### Selected text
----

It is common to talk about traits being monogenic or polygenic. We say that Sickle-cell disease is monogenic because its heritable variation among humans can be accounted for by a single locus of genetic variation. Or more accurately, we say that 100% of the heritable variation can be accounted for by variation in that genetic locus (assuming the simple monogenic scenario, I did not look into the details). We say that height is strongly or highly polygenic because it seems like we need thousands of locuses of genetic variation to account for the heritable variation among humans. The largest study that I know of, Wood et al 2014, identified 697 variants (with p < alpha) and these accounted for only about 20% of heritable variation in human height. Furthermore, as explored in a prior post, the distribution of effect sizes of variants follow a power law-like distribution. In the figure, the x-axis has the beta of the SNP, and the y-axis has the log10 of the frequency.cut_30_beta_N_log

Due to the way statistical power works, we first find the variants with the largest effects. Making the assumption that we find the SNPs in the exact order of their effect size (only roughly true, empirically resolvable by those with access to data), we should be able to derive estimates of the number of SNPs needed to explain any given proportion of the heritable variation. Probably, we cannot estimate this with certainty if the proportion is set at 1 (100%), but we should be able to find decent estimates for e.g. 10%, 20% and 50%. Thus, we can introduce a specific measure of the degree of polygenicity: the number of variants needed to explain n% of the heritable variance. I propose the term n% genetic cardinality for this concept. This sets all the traits on the same scale and it should be calculable for any trait where there is a large GWAS.

An alternative measure would be to use the distribution parameters of the power law (or some other alternative, like negative binomial), but this would be more complicated to understand and estimate. The advantage is that it would be be less noisy. Can we estimate some numbers for a few traits just to showcase the concept? Perhaps. There are some traits where we have found SNPs that explain most of the variation. If we set n%=50, then we can find the values in papers discussing these traits perhaps.

Liu et al 2010 studied eye color in the Dutch and found that a 17 SNP model predicted about 50% of variance in a cross-validation sample. Actually, a single SNP accounted for ~46% variance in itself.

----

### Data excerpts
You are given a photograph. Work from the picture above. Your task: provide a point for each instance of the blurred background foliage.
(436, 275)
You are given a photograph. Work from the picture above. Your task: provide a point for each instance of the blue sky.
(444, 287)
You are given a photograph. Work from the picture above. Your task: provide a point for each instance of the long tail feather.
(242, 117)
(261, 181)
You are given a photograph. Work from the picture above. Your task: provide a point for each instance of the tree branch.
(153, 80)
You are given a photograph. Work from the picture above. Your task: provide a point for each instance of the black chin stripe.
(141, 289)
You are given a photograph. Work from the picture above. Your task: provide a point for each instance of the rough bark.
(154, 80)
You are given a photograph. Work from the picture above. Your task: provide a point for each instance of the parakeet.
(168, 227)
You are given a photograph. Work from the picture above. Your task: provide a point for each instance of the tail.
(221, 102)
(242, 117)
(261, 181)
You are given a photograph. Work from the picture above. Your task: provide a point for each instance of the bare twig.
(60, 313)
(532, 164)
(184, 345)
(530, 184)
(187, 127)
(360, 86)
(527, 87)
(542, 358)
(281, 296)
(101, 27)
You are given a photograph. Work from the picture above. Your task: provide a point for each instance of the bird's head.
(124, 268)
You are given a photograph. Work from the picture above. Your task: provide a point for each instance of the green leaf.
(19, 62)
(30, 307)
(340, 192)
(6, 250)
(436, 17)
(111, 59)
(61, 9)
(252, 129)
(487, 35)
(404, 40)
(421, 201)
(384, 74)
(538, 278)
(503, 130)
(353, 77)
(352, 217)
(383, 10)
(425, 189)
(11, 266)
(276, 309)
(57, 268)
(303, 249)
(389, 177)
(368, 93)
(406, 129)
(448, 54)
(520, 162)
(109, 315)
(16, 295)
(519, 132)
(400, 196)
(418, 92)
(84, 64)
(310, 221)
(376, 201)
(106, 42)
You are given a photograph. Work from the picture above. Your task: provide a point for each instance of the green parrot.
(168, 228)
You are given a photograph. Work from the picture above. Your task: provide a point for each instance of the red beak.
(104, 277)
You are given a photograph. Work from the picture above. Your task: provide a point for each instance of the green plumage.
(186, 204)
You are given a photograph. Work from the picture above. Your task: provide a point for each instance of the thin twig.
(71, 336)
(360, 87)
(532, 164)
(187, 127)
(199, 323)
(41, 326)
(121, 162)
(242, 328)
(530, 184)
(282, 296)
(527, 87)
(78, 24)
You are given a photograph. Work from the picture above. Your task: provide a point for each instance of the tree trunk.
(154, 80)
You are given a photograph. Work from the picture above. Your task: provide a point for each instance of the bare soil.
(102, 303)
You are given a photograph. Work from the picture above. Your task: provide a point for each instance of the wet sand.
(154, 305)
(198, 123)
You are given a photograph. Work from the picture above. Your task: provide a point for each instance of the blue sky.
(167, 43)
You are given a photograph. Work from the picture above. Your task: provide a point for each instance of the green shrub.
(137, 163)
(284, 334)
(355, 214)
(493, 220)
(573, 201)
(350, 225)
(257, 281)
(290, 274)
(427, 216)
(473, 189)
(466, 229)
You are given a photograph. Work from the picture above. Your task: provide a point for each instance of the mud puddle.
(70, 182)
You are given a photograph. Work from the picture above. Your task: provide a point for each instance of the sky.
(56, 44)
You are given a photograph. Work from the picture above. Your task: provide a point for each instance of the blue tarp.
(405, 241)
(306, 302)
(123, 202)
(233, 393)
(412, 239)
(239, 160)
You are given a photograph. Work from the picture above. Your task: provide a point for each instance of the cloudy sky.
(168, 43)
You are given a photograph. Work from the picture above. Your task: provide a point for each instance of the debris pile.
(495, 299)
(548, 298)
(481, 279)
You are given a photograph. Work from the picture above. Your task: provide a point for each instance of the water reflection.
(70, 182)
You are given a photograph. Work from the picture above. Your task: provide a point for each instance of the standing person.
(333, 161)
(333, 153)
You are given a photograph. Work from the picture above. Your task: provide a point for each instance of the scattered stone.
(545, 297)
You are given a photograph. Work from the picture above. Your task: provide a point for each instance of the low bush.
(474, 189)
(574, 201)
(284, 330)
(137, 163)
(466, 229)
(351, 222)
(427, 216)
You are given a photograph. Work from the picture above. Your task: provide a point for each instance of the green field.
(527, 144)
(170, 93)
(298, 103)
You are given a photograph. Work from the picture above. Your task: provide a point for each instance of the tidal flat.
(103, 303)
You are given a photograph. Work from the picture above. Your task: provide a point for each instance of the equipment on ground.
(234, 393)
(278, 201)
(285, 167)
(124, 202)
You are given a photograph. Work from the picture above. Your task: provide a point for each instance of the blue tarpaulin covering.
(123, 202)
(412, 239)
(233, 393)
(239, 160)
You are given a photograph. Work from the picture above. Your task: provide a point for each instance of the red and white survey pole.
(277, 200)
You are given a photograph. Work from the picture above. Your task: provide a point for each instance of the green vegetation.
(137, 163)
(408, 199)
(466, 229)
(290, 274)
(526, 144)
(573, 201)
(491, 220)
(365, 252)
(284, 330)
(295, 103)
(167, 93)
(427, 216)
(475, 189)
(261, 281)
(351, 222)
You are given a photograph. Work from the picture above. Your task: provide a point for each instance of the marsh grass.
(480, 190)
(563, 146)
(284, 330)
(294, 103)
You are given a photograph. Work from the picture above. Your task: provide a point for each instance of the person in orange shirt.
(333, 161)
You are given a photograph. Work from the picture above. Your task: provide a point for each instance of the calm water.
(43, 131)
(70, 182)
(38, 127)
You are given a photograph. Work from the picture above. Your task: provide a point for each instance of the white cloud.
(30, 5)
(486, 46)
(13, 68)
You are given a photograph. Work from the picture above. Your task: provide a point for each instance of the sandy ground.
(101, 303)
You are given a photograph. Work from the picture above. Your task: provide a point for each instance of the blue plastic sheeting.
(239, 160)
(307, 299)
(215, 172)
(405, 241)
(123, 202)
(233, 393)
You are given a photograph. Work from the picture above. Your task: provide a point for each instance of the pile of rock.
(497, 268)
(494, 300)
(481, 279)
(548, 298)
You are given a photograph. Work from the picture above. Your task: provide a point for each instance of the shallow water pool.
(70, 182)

----

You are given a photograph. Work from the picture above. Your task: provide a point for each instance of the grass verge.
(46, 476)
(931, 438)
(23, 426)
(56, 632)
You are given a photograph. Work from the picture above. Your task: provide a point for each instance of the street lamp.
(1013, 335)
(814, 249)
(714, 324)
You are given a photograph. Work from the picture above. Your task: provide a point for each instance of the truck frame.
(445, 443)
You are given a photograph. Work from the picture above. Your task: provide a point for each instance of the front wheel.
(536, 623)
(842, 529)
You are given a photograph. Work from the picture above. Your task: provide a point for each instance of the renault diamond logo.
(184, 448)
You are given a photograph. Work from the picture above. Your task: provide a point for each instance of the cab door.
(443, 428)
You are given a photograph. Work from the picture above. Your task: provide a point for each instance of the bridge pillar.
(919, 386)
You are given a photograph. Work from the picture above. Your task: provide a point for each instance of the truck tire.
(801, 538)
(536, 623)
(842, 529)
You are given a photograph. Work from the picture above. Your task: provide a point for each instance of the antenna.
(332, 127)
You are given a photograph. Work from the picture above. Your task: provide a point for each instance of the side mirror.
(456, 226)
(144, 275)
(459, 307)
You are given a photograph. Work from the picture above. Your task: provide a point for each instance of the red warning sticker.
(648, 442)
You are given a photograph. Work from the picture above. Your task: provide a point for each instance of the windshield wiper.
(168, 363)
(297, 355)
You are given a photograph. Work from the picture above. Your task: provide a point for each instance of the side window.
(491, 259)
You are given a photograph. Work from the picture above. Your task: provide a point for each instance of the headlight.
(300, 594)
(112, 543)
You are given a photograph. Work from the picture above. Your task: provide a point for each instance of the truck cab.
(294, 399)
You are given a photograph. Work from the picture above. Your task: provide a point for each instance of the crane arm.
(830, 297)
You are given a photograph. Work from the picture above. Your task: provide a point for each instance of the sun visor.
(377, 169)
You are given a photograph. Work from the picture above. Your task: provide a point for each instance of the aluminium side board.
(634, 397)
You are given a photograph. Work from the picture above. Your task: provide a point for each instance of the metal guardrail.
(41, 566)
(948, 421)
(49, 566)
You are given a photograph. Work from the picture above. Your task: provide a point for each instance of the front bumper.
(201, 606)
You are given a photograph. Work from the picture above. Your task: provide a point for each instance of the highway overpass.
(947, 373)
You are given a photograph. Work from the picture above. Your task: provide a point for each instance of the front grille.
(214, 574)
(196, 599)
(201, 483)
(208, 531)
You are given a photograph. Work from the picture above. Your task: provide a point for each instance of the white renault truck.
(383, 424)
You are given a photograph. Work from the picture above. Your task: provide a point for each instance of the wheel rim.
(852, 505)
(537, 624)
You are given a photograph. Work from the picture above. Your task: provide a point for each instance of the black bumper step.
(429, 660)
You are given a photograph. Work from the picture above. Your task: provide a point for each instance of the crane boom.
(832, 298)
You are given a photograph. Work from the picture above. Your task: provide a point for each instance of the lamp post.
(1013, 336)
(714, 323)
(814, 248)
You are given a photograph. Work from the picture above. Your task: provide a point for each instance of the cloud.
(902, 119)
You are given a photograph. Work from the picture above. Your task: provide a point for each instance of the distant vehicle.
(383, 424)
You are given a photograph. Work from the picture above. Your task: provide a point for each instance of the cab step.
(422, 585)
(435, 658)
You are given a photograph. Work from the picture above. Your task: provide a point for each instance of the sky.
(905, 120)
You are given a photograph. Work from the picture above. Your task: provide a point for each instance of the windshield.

----

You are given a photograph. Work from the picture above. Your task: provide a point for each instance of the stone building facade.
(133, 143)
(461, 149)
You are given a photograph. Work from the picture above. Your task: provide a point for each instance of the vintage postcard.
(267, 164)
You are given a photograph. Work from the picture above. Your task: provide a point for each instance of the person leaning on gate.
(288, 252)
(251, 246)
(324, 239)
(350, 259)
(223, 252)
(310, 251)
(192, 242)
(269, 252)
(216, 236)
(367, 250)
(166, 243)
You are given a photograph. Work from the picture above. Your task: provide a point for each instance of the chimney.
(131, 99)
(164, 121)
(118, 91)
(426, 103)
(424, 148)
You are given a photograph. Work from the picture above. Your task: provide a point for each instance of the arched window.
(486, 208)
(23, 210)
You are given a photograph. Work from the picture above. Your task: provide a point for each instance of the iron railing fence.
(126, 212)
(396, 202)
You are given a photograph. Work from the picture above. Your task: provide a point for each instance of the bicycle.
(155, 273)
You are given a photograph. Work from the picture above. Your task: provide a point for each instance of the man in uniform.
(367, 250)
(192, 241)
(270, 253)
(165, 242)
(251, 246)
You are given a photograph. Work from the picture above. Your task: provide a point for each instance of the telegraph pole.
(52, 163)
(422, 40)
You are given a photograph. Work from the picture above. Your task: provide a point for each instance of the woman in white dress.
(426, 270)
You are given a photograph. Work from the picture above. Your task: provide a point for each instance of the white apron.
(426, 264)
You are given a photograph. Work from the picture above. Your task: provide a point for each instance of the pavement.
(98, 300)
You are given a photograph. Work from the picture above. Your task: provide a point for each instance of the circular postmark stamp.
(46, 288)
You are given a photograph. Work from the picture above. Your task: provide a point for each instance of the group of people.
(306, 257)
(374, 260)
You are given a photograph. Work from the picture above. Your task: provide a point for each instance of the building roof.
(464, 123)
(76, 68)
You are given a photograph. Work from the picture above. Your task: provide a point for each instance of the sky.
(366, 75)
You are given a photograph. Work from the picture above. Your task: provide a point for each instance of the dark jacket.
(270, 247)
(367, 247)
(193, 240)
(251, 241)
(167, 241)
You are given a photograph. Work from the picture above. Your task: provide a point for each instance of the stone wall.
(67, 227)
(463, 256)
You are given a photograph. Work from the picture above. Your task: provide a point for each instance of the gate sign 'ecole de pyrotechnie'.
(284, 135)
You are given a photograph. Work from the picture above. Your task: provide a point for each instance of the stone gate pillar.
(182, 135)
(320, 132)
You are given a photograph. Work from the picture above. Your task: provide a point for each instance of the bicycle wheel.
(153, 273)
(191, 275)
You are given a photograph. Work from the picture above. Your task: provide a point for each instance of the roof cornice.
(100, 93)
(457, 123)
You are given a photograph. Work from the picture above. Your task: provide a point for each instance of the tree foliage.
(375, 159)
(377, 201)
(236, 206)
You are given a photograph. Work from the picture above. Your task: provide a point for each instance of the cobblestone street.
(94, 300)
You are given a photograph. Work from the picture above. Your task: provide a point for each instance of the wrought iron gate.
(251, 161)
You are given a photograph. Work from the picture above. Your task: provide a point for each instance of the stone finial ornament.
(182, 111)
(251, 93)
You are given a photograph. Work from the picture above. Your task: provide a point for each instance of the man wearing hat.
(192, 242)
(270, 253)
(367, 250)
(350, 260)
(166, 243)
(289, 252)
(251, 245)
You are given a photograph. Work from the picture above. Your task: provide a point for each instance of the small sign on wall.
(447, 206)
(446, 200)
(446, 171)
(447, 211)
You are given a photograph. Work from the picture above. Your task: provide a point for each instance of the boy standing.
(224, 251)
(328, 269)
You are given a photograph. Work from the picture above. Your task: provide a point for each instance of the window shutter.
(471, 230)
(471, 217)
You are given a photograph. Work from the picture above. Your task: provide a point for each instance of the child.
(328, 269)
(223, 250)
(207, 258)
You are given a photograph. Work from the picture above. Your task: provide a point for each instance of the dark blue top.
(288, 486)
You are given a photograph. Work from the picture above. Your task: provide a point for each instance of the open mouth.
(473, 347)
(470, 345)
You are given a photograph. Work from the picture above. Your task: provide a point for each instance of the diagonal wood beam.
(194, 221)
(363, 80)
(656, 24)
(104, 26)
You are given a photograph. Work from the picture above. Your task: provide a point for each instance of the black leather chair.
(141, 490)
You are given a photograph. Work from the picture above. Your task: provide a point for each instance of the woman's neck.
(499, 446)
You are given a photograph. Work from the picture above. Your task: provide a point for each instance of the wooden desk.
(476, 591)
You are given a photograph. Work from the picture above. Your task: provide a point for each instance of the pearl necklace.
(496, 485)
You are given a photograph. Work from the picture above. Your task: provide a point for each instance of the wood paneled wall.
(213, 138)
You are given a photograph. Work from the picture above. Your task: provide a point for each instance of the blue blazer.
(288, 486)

----

### Tasks to perform
a: Condense the paragraph of the text on polygenicity that begins "Due to the way statistical power works" into a short bulleted list that keeps its main facts.
b: According to the text on polygenicity, about how much of the variance in eye color did a single SNP account for in Liu et al 2010?

### Responses by item number
a:
- Because of how statistical power works, the variants with the largest effects are found first.
- If SNPs are found in exact order of effect size (only roughly true), the number of SNPs needed to explain any given share of heritable variation could be estimated.
- An estimate for 100% is probably uncertain, but decent estimates should be possible for shares such as 10%, 20% and 50%.
- Proposed measure: "n% genetic cardinality," the number of variants needed to explain n% of the heritable variance.
- The measure puts all traits on the same scale and should be calculable for any trait with a large GWAS.

b: About 46% of the variance.